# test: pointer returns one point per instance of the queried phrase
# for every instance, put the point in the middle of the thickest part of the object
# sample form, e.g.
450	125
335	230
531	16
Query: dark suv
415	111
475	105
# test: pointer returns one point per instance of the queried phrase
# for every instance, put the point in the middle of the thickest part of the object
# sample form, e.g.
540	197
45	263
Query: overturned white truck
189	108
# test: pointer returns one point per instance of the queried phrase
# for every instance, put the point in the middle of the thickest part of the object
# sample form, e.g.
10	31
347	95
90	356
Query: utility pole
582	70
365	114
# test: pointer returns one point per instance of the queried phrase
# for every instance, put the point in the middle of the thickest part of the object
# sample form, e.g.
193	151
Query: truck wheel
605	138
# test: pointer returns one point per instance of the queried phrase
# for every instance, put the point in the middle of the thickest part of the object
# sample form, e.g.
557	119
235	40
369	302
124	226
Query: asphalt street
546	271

* [Instruction]: List every line in the records above that contains the string "Query", copying each one in full.

* [Answer to the task]:
Query: dark suv
Query: overturned white truck
Query: utility pole
Query: truck wheel
Query: asphalt street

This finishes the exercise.